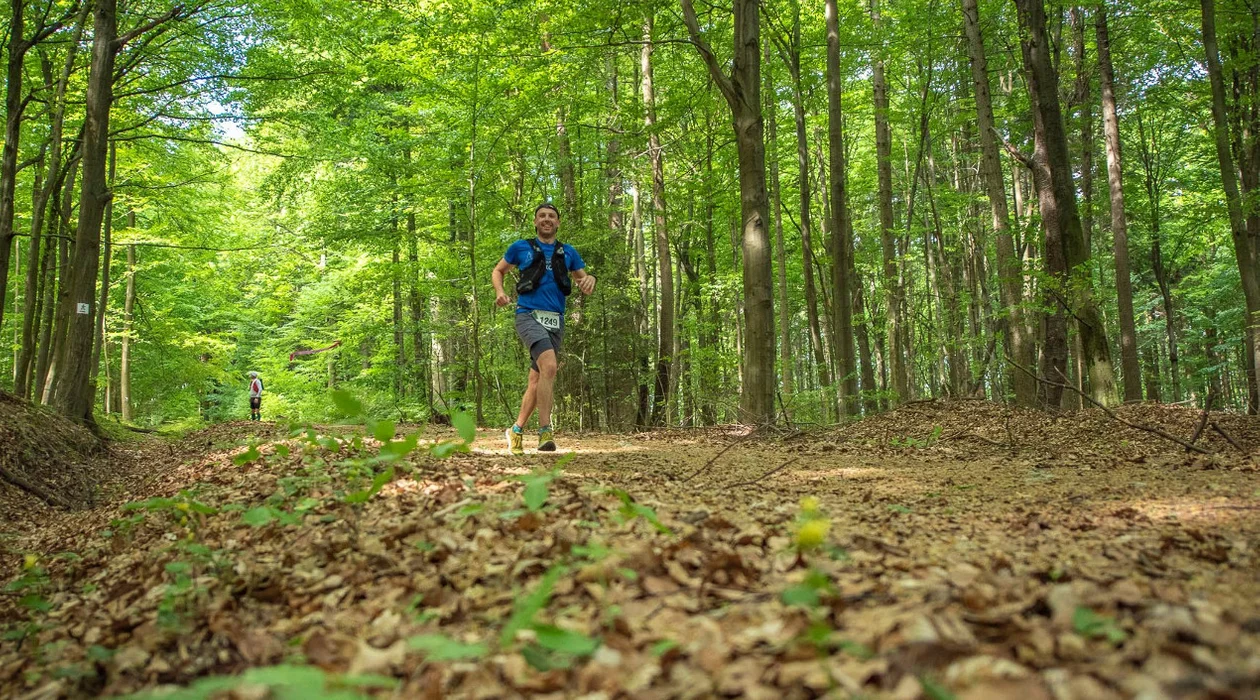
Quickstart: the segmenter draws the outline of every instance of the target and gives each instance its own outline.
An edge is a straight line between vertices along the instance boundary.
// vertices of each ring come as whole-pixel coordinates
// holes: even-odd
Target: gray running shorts
[[[559,359],[559,344],[564,337],[564,325],[561,322],[558,331],[547,330],[534,320],[533,315],[525,311],[517,313],[517,337],[529,349],[529,369],[538,370],[538,356],[548,350],[554,350]]]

-- What is needed --
Quote every line of the entries above verbatim, leaving out the pictures.

-- Solution --
Quickstart: the segmenter draws the outline of every instance of the target and gives each instance its own outline.
An edge is a straight line between vertices along the instance boundary.
// vertices of each ring come as whole-pixel coordinates
// holes: even-odd
Target: gray running shorts
[[[559,359],[559,344],[564,337],[564,325],[561,322],[558,331],[547,330],[534,320],[533,315],[525,311],[517,313],[517,337],[529,349],[529,369],[538,370],[538,356],[548,350],[554,350]]]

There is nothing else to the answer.